[Rows from a pointing dataset]
____
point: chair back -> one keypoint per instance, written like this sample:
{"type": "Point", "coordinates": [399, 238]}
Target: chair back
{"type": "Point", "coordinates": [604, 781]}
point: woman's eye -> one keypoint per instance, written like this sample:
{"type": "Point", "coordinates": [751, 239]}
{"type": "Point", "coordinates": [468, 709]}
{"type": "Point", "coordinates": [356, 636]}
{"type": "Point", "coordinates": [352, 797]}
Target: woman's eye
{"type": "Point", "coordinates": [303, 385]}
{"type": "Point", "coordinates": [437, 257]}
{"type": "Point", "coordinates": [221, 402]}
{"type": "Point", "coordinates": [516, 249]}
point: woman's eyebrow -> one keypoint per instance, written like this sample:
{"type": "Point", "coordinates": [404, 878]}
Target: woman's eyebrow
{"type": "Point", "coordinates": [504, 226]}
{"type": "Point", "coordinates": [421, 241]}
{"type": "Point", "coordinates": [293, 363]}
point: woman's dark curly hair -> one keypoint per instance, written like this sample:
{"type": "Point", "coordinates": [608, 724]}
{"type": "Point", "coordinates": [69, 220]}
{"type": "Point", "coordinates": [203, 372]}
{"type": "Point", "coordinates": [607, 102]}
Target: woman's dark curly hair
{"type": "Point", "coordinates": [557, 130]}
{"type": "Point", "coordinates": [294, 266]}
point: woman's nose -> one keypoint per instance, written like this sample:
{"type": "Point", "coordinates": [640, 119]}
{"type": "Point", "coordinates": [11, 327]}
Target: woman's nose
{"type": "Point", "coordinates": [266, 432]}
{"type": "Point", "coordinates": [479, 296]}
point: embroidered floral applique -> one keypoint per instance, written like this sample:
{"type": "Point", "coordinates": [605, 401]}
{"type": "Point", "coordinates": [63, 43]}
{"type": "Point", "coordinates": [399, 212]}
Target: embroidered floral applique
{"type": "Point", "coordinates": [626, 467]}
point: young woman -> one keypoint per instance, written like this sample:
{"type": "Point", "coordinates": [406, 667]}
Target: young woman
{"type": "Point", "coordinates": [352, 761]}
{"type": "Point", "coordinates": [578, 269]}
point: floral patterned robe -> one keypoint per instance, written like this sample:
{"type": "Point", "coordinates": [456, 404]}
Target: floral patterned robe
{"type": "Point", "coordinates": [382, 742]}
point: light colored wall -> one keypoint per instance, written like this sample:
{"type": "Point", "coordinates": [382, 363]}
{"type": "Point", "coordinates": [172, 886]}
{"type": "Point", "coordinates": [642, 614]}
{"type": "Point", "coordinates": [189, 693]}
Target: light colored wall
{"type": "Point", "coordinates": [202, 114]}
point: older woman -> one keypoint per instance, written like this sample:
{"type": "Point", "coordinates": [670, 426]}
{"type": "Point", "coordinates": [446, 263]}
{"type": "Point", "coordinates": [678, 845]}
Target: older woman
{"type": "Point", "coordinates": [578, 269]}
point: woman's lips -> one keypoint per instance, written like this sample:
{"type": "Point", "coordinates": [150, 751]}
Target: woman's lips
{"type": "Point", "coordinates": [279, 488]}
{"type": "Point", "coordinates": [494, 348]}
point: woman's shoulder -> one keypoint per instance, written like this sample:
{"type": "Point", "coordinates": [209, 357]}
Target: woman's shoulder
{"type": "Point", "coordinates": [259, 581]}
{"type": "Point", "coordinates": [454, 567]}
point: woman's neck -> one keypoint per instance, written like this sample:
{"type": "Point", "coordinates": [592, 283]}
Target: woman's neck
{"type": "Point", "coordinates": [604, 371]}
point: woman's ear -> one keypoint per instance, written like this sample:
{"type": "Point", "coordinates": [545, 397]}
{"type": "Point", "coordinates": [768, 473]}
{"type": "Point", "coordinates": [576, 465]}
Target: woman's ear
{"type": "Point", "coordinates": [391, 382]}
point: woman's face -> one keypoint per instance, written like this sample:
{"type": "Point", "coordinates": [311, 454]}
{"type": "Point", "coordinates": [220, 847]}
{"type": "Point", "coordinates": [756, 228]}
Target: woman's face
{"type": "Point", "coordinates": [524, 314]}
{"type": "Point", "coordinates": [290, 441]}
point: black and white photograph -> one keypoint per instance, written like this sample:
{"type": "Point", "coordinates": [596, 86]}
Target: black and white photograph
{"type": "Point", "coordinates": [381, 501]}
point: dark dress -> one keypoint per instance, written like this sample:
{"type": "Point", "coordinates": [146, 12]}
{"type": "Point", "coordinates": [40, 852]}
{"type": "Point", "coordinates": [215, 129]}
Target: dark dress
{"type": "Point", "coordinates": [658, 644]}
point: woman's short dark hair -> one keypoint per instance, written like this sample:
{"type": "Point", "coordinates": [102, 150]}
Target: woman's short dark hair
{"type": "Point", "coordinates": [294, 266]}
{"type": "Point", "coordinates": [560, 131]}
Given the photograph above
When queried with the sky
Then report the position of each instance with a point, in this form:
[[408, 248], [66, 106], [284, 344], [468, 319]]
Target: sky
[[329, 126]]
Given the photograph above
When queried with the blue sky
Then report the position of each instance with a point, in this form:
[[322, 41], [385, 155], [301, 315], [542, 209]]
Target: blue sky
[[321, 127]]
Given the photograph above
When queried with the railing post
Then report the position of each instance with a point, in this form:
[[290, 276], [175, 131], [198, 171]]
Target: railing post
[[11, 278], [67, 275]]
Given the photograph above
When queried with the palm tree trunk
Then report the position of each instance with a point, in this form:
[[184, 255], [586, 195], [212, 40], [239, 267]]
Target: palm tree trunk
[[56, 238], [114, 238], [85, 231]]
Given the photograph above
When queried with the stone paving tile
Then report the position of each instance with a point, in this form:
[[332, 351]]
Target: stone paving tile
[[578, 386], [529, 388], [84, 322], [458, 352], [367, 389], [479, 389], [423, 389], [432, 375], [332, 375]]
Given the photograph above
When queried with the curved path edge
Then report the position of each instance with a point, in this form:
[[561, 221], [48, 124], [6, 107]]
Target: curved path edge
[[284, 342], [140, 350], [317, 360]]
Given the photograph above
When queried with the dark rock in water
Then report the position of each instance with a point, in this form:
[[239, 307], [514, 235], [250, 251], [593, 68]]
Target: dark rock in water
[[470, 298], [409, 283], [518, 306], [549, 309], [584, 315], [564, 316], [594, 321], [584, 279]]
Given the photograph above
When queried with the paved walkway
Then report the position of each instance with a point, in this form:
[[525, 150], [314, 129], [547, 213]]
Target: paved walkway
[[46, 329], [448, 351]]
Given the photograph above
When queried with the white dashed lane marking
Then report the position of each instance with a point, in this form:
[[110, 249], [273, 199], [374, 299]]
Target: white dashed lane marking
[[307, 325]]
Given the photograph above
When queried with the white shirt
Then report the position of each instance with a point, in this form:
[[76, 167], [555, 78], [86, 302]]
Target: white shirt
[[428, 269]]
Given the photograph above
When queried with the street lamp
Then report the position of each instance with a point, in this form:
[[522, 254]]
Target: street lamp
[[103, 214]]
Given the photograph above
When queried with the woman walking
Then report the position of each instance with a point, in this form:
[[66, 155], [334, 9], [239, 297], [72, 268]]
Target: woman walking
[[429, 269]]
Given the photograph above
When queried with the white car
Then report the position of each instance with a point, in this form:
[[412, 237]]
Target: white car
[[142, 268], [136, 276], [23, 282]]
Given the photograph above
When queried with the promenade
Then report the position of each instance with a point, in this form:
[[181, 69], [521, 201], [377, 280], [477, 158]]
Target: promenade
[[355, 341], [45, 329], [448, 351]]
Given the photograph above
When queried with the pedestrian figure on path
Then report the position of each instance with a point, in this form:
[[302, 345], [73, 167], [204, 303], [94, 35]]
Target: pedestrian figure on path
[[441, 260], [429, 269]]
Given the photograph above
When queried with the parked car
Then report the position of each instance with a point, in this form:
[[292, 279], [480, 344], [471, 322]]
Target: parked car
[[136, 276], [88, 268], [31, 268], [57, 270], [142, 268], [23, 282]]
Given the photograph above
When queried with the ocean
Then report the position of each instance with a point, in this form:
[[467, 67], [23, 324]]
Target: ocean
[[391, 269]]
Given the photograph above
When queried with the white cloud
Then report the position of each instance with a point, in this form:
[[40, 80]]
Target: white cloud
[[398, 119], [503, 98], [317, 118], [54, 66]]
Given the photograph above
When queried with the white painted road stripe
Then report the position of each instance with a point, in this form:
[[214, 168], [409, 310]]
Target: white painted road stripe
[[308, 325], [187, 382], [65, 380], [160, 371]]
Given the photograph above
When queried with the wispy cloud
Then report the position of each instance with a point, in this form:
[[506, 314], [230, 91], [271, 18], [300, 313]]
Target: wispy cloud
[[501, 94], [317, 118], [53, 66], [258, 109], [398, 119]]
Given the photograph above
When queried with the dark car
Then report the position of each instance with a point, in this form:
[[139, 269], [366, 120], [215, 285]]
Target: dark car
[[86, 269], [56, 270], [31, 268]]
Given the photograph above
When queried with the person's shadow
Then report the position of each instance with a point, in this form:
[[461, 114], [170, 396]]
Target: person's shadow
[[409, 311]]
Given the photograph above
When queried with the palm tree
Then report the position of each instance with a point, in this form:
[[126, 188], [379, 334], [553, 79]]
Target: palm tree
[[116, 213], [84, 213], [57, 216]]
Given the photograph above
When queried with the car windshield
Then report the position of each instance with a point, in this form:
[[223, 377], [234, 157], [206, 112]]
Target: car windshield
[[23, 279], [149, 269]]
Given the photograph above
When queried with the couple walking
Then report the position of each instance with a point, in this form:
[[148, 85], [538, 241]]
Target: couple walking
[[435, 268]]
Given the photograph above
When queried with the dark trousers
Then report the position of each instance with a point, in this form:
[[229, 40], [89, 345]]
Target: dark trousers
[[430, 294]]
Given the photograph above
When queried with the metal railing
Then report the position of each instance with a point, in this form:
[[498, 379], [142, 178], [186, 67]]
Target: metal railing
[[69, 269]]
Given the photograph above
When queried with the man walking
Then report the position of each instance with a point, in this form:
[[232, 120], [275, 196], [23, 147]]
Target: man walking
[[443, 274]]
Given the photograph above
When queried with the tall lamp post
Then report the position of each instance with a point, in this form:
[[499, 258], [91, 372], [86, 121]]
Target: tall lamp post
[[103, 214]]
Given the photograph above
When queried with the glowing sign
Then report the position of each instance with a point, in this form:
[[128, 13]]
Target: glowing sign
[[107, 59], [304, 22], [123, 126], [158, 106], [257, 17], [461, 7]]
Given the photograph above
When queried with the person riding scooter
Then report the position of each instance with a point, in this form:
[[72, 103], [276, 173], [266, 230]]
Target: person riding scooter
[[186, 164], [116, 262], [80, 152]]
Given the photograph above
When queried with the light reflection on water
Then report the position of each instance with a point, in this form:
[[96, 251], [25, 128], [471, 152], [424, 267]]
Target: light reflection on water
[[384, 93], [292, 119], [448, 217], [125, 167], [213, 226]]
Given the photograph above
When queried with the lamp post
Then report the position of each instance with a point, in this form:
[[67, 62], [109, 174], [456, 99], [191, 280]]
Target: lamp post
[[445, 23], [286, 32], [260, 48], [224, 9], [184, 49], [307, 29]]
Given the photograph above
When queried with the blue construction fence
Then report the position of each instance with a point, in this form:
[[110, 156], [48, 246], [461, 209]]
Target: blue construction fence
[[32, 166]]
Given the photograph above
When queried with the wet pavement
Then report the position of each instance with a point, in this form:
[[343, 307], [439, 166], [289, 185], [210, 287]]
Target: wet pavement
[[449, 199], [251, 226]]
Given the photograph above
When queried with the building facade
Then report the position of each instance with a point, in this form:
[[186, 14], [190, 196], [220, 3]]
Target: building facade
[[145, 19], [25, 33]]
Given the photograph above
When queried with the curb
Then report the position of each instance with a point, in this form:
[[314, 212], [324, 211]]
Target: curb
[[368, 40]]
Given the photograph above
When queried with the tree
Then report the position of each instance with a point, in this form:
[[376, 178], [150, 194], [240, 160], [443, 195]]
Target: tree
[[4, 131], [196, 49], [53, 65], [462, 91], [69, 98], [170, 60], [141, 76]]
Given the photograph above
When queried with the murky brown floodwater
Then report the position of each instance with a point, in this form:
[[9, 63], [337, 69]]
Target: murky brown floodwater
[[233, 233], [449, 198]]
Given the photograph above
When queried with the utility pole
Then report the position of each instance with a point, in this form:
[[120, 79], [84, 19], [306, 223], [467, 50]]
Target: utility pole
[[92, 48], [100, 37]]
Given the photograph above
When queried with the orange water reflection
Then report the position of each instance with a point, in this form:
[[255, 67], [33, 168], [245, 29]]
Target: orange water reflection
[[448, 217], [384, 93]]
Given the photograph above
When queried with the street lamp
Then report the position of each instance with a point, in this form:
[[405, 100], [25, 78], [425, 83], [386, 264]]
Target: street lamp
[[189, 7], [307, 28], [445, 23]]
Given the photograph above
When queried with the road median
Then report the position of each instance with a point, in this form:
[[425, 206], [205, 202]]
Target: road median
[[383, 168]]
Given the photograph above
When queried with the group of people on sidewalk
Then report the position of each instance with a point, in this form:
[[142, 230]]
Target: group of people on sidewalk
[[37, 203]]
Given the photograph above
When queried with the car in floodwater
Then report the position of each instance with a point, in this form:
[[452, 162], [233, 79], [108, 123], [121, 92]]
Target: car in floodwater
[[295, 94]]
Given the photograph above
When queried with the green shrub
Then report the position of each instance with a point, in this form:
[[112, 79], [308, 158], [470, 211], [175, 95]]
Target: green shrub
____
- **EXERCISE GOAL**
Pull out every line in the rows above that contains the word "floodwater". Case matters.

- **THE COMPLETED TASK**
When queried with the murky brown floodwater
Target: murky brown floodwater
When queried with the car in floodwater
Target: car in floodwater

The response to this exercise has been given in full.